* Begin *
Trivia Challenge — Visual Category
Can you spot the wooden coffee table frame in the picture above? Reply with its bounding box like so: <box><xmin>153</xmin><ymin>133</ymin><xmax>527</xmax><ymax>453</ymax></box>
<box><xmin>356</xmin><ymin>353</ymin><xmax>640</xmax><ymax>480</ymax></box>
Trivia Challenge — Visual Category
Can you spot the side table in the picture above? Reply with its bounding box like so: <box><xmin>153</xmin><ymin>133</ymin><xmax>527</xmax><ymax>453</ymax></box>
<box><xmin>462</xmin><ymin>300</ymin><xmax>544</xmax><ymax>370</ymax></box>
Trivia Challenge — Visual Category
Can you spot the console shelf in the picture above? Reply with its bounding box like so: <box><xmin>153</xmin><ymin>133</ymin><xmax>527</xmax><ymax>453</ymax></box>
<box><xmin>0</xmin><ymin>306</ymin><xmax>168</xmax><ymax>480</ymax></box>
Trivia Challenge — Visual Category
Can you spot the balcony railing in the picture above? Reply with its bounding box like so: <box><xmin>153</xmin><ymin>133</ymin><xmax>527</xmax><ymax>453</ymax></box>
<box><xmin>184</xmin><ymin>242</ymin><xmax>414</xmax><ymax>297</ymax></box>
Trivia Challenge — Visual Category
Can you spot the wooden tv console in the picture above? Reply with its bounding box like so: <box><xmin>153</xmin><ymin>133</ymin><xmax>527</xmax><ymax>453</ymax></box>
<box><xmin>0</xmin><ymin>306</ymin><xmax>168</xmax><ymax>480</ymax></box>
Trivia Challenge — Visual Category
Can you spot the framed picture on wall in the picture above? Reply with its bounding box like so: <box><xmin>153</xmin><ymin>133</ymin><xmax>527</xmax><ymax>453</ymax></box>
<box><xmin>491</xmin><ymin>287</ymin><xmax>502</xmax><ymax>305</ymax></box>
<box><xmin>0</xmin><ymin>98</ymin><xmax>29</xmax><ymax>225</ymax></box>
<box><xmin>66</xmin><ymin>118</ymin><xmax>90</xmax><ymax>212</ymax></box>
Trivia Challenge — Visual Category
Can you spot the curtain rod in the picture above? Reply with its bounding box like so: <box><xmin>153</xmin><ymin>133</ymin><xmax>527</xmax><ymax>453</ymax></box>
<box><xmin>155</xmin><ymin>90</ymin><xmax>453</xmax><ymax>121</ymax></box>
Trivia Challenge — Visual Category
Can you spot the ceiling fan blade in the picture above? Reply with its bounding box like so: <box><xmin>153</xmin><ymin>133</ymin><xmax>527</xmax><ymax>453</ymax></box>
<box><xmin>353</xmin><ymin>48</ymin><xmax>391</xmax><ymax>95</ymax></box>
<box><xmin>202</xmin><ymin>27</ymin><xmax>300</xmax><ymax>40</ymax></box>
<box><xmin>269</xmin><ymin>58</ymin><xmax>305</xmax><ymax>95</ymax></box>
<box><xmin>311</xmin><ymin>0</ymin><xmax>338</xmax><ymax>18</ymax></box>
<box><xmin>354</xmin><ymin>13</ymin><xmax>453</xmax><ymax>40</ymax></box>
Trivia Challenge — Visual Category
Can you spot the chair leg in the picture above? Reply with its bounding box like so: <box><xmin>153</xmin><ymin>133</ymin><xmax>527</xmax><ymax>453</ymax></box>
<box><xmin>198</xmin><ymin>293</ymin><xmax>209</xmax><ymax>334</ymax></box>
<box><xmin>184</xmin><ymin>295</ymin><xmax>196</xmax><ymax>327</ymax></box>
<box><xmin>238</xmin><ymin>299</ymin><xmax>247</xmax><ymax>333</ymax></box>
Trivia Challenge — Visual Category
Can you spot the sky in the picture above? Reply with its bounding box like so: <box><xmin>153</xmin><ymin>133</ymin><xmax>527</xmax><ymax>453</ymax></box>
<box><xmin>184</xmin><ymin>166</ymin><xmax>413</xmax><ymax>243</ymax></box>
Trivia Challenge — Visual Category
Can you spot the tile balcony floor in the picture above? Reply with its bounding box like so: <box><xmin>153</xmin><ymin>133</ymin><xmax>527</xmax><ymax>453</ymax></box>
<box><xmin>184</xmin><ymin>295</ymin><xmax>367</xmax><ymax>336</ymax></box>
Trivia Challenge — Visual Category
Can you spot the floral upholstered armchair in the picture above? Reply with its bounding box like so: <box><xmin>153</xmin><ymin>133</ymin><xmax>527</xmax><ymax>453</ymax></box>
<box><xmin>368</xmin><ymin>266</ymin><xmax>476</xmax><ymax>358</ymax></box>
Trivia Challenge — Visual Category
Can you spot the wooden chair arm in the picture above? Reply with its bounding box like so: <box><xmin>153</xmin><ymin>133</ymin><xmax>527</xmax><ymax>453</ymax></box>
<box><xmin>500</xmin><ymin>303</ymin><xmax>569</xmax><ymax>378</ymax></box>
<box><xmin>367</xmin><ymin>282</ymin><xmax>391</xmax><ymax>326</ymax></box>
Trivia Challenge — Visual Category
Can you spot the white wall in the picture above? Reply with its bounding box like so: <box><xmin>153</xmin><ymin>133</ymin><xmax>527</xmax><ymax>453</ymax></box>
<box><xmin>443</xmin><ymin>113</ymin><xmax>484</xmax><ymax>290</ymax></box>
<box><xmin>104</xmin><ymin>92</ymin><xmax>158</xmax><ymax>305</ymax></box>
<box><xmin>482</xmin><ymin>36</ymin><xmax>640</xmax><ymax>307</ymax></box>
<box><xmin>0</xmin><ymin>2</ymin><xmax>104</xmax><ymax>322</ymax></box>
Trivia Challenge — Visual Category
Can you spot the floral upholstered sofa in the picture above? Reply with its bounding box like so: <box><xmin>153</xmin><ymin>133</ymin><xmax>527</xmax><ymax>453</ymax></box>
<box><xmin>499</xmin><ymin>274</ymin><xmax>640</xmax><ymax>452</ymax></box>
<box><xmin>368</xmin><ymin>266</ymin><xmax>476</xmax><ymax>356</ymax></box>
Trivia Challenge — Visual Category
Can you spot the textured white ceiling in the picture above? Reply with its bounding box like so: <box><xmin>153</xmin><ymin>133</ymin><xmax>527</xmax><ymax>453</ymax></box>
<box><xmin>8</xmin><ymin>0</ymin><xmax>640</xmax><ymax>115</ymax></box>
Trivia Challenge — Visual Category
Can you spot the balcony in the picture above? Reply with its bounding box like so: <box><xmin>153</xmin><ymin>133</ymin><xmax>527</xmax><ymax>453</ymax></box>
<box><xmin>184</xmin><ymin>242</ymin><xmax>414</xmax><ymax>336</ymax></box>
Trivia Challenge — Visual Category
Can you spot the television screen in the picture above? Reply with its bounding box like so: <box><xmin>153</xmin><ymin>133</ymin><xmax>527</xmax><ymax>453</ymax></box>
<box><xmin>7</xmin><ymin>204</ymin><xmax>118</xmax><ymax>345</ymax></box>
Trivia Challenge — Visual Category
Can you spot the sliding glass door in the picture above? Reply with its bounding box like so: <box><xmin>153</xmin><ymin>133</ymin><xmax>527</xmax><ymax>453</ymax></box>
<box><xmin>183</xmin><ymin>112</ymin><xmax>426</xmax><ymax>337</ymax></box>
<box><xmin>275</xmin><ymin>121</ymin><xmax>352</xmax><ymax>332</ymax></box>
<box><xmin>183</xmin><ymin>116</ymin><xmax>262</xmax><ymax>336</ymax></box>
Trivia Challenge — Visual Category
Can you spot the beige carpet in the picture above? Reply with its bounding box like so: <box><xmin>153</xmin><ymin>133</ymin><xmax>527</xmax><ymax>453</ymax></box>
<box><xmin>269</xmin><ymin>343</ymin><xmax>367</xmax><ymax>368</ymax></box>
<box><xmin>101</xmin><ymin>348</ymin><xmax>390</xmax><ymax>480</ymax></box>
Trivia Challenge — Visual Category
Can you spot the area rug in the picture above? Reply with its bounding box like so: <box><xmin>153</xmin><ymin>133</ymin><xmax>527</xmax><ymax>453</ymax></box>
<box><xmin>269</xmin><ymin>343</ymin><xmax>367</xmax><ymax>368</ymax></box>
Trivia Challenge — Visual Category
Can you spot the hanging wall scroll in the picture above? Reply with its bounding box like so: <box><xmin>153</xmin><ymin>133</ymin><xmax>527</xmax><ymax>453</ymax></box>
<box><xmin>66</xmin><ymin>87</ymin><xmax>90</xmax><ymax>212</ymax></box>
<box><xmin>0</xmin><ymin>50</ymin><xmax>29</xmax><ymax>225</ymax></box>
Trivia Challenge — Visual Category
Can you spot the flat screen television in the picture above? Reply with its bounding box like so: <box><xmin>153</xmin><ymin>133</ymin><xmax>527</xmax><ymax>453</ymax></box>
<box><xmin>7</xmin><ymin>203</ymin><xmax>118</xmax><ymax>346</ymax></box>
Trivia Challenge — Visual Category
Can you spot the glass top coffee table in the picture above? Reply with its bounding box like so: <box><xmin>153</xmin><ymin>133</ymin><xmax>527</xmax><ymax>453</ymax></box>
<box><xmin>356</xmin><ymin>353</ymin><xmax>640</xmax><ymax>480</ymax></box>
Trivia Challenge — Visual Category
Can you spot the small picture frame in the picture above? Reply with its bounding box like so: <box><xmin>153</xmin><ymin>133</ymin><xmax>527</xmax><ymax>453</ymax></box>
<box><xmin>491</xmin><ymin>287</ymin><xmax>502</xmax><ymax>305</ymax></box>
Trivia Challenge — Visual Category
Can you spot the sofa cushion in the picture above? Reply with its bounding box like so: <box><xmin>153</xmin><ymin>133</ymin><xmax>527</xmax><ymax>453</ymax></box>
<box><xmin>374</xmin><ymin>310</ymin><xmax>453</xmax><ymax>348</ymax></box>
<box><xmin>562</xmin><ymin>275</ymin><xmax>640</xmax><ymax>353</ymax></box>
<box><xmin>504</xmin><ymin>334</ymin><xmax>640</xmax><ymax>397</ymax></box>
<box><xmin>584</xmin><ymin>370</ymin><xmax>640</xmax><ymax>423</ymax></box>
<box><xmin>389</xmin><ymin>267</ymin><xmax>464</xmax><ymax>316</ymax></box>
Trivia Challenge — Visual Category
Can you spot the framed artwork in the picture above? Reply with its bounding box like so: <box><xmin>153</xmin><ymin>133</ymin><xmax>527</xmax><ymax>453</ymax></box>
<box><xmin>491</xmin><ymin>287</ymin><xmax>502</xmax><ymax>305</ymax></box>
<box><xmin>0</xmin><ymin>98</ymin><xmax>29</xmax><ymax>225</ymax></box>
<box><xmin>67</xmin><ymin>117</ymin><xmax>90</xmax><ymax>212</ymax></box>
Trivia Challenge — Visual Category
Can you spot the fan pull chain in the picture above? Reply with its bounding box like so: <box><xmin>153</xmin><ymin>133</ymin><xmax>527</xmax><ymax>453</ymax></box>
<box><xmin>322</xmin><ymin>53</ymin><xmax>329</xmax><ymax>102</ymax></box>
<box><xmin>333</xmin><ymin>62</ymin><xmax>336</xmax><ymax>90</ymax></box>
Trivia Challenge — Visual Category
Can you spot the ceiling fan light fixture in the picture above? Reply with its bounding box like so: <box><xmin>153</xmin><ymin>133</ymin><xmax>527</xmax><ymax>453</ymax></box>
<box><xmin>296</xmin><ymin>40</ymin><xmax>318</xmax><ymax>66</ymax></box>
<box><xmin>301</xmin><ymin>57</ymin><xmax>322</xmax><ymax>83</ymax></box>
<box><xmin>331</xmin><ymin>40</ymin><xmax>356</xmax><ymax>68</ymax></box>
* End *
> **WHAT IS BEING ASKED**
Find each line in the items above that contains the word "television" and copy those lines out. The match is case-sensitive.

> **SOLVED PROBLEM**
Can you spot the television screen in the picture above? Reply with its bounding box like so: <box><xmin>153</xmin><ymin>133</ymin><xmax>527</xmax><ymax>453</ymax></box>
Can you spot the flat screen television in the picture above? Reply with its bounding box like so: <box><xmin>153</xmin><ymin>133</ymin><xmax>527</xmax><ymax>453</ymax></box>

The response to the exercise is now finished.